Start of Input

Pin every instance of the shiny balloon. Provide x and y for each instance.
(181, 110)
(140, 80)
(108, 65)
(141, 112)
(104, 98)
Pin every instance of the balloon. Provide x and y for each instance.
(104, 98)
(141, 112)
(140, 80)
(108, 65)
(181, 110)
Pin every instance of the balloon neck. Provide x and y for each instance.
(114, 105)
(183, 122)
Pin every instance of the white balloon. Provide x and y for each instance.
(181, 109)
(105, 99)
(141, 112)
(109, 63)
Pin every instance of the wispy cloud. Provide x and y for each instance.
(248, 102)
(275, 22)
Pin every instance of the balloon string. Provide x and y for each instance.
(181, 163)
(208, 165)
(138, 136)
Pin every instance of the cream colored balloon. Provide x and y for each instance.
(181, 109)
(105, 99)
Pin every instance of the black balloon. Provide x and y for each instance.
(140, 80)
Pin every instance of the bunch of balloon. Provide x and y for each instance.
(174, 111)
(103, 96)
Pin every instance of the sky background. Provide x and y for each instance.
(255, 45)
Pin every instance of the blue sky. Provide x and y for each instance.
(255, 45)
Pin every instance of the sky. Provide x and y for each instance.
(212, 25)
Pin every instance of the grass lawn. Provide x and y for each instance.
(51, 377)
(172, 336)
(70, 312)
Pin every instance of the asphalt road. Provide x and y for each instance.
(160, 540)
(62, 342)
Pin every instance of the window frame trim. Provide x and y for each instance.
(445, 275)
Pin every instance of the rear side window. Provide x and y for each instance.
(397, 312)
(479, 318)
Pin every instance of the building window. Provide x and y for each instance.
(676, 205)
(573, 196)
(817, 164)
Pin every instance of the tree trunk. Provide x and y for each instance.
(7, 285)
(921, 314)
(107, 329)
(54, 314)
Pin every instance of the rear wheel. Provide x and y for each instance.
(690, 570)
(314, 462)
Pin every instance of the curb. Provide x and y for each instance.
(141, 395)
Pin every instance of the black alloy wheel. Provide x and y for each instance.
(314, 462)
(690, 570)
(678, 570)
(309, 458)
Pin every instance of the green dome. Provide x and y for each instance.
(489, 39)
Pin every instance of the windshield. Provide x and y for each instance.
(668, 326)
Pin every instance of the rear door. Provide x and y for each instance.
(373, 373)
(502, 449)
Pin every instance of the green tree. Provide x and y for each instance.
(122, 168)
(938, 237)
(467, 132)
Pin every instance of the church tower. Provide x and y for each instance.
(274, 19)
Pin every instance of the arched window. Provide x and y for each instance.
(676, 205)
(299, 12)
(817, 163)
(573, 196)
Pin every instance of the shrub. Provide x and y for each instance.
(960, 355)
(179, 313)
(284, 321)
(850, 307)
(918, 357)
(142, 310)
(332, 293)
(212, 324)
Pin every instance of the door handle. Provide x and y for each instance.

End of Input

:: What needs to be done ::
Beginning with the first line above, transcribe all of the data exactly.

:: Output for this exercise ::
Pin every instance of the shiny balloon. Provide x and y for each instance.
(181, 110)
(140, 80)
(108, 65)
(141, 112)
(104, 98)
Pin every instance of the balloon. Provide x and y for each instance.
(104, 98)
(141, 112)
(140, 80)
(108, 65)
(181, 110)
Pin every instance of the balloon neck. Provide x and y for each instance.
(114, 105)
(183, 122)
Pin every instance of the white balloon. Provide x and y for each instance.
(181, 109)
(105, 99)
(141, 112)
(109, 63)
Pin every instance of the wispy cloud. Provide x and y for each instance.
(248, 102)
(275, 22)
Pin every instance of the balloon string. Provide x and y for each instance.
(181, 163)
(208, 165)
(138, 136)
Pin every instance of the cream colored balloon. Provide x and y for each instance.
(181, 109)
(105, 99)
Pin every instance of the black balloon. Provide x and y for each instance.
(140, 80)
Pin every instance of the bunch of balloon. Provide x and y for each instance.
(174, 111)
(103, 96)
Pin every instance of the sky background. Provide x and y for each instance.
(255, 45)
Pin every instance of the blue sky. Provide x and y for each instance.
(255, 45)
Pin every instance of the sky. Provide x and y for each instance.
(212, 25)
Pin every instance of the grass lawn. Provide x and y for each instance.
(51, 377)
(172, 336)
(70, 312)
Pin every instance of the asphalt road. Provide x and y for each instance.
(160, 540)
(62, 342)
Pin every instance of the window frame trim. Provide x and y for each instance.
(445, 275)
Pin every instance of the rear side window. Provide x and y for each instance.
(397, 312)
(479, 318)
Pin every instance of the building window. Provide x and y for each instance.
(676, 205)
(573, 196)
(817, 164)
Pin every instance of the tree trunk. Provide x and y for each instance.
(7, 285)
(921, 314)
(107, 329)
(54, 314)
Pin every instance of the rear wheel. Provide x and y for each instance.
(690, 570)
(314, 462)
Pin every instance of the curb. Provide x and y for each instance.
(141, 395)
Pin every instance of the black alloy wheel. Provide x and y for each instance.
(314, 462)
(690, 570)
(678, 570)
(309, 458)
Pin every instance of the green dome. Provide x and y for each instance.
(489, 39)
Pin every instance of the windshield. Provide x and y for each instance.
(668, 326)
Pin every instance of the rear door. Provide x and y for each instance.
(373, 373)
(502, 449)
Pin every instance of the green tree. Provide x and y for each instance.
(122, 168)
(938, 237)
(467, 132)
Pin every instance of the church tower. Provide x and y for each instance.
(274, 19)
Pin every instance of the arched window. Provide x and y for each instance.
(676, 205)
(299, 12)
(817, 163)
(573, 196)
Pin every instance of the shrub. Provide x and y for each instance.
(960, 355)
(179, 313)
(284, 321)
(850, 307)
(918, 357)
(142, 310)
(332, 293)
(212, 324)
Pin every instance of the door handle. Provide x and y for each instance.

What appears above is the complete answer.